Task details
Find the line that contains "Task: indicate the tan firefighter trousers". Repeat that line and all lines following it, exactly, through the end of the listing below.

Dataset extract

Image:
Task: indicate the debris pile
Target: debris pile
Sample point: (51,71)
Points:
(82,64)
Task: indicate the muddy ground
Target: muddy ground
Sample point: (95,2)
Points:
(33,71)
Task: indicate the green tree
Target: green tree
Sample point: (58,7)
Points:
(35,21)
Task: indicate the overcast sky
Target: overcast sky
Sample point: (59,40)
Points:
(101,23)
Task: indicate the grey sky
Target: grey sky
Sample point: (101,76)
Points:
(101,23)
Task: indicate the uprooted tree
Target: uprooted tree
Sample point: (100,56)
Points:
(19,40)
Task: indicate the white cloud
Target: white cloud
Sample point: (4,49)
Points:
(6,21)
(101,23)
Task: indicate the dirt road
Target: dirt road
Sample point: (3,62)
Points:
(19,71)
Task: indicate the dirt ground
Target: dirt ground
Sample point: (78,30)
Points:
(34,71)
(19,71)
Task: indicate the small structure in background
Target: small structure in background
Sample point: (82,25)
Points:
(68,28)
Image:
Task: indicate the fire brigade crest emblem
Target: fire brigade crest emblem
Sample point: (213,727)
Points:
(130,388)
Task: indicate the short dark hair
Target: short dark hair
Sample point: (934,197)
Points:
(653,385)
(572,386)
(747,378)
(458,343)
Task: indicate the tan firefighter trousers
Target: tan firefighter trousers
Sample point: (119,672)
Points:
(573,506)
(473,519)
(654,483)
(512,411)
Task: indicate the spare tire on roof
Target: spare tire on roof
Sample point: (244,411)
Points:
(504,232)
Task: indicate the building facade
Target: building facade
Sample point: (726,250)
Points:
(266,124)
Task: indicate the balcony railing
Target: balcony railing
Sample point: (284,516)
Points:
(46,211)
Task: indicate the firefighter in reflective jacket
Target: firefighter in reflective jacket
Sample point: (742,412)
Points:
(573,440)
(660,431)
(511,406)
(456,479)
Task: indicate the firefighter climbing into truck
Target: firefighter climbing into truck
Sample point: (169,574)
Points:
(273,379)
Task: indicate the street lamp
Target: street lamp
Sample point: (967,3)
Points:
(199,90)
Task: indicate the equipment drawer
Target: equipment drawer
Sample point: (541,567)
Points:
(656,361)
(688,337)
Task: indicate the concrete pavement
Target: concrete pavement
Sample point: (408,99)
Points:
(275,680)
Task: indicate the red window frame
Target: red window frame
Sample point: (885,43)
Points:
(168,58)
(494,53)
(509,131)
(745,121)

Output for this exercise
Task: indicate the tan firefighter trousers
Target: tan firefighter trousers
Sample point: (119,672)
Points:
(573,506)
(473,519)
(654,483)
(512,411)
Task: indicate the spare tire on roof
Target: spare tire on roof
Sample point: (244,411)
Points:
(504,232)
Task: indicate the building facade
Target: building facade
Sample point: (726,250)
Points:
(266,124)
Task: indicate the balcony railing
Target: balcony railing
Sample point: (284,516)
Points:
(46,211)
Task: indicate the firefighter in reflective jacket
Target: firefighter in reflective jacket
Sample point: (742,412)
Points:
(573,440)
(660,431)
(511,406)
(456,479)
Task: indicate the firefighter climbing into truck
Target: firefighter climbing into truck
Sample point: (169,574)
Points:
(273,379)
Task: indicate the street lamp
Target: street lamp
Sample point: (967,3)
Points:
(199,90)
Task: indicate the equipment drawer
Target: equipment drawer
Sample point: (541,567)
Points:
(656,361)
(688,337)
Task: indicate the concrete pavement
Target: concrete pavement
Sample point: (408,99)
Points:
(275,680)
Task: indicate the red window frame
Target: red window frame
Sample point: (885,43)
Points:
(168,58)
(494,53)
(509,131)
(745,121)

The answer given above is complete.